Problem —
Write out all of the data below word for word, leaving out the pictures.

Point annotation dataset records —
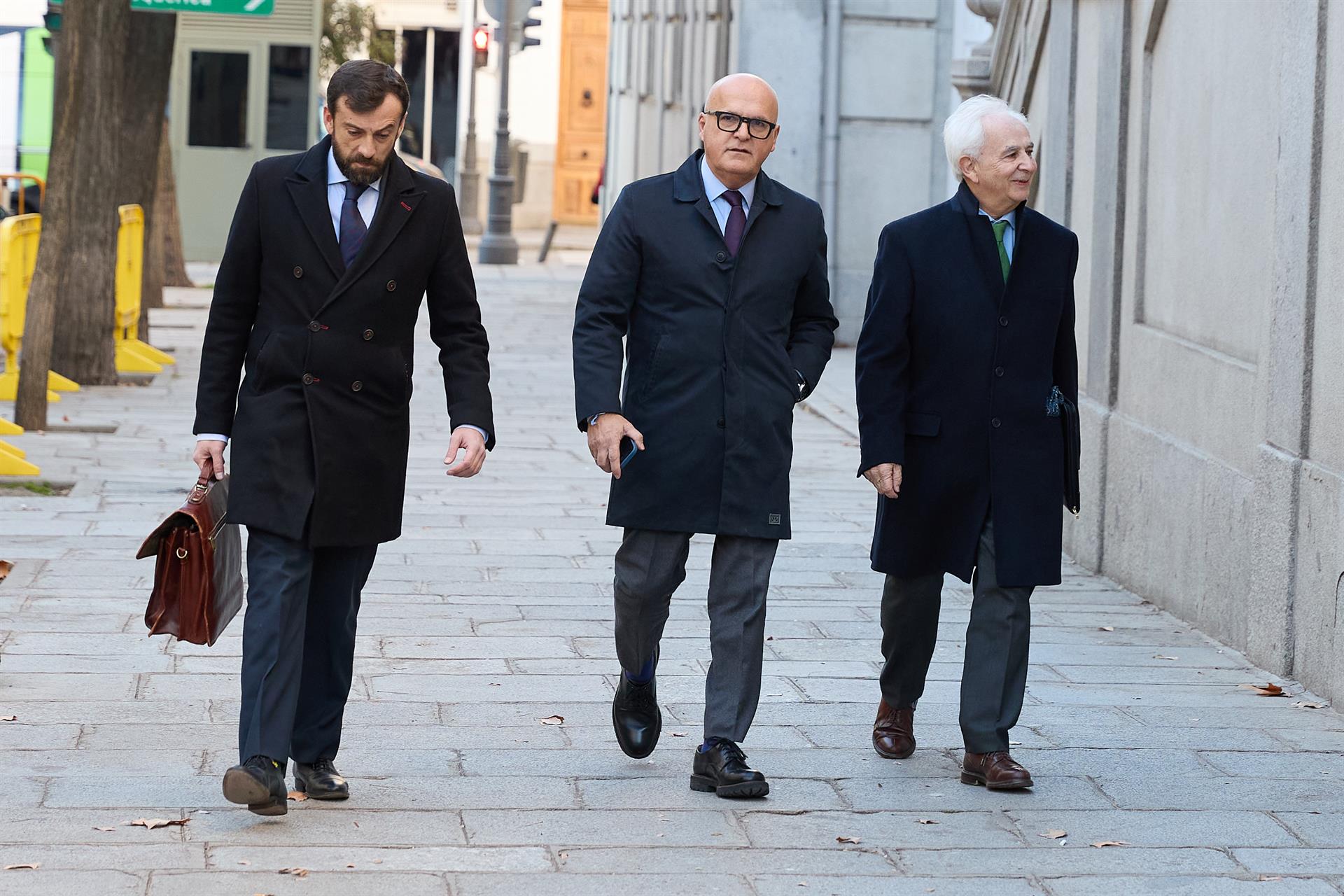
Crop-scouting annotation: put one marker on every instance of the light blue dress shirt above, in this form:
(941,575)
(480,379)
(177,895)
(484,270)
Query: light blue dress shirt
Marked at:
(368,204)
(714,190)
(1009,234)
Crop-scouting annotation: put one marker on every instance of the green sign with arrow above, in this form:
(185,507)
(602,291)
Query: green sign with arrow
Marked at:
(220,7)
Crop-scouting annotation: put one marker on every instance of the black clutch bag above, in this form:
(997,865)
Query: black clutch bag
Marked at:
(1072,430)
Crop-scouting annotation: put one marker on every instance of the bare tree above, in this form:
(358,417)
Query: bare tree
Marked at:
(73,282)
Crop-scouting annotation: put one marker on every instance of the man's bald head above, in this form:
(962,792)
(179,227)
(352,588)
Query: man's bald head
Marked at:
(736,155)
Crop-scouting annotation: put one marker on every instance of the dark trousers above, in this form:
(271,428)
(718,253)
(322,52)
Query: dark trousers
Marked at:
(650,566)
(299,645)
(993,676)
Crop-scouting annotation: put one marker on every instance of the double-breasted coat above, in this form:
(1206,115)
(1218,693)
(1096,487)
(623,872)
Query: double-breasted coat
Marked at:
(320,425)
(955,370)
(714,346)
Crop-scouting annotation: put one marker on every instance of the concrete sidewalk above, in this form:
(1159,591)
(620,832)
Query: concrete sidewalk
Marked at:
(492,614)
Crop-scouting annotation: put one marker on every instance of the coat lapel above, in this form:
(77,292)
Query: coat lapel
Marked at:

The output —
Crop-scouting annotation: put one marker on every instance of the light blue dress shirt above, in this form:
(941,575)
(480,379)
(177,895)
(484,270)
Query: light blue dress shirt
Marked at:
(368,204)
(714,190)
(1009,234)
Crop-scouting annotation: put one marker on every instance of the green sign with arrow above, in this form:
(185,507)
(602,291)
Query: green sign with arrow
Marked at:
(220,7)
Crop-scouting annotation: put one marker on every instance of the black clutch bag above, in this form:
(997,865)
Query: black clutch bag
Marked at:
(1072,430)
Crop-scouting annotation: put one marker on every instance of the bare tree above, in this form:
(358,417)
Query: bare tree
Marked at:
(73,282)
Crop-scouting annotation: put one marker on every instance of the man's bald head above, in this form:
(962,792)
(179,227)
(352,588)
Query: man's bald head
Marked at:
(736,155)
Crop-scouting annotation: put one marker on every instance of the dark trousers above, in this form:
(271,428)
(718,253)
(322,52)
Query: dark trousers
Marked at:
(650,566)
(299,645)
(993,676)
Crop-scouting annotation: put one marker on every instance of the double-breasted coat above, in this form:
(1206,115)
(1218,693)
(1096,487)
(623,872)
Query: double-breasted coat
Marked at:
(320,425)
(955,370)
(714,346)
Crop-scouting annotation: put one marker on every instance of the concrete sidewalk above, in this form:
(1159,591)
(620,832)
Query: concrete sidewalk
Marked at:
(492,614)
Crop-scouting annotation: put one marker on every instance of the coat lapel above, in this form:
(77,292)
Query: coat lapel
Marked at:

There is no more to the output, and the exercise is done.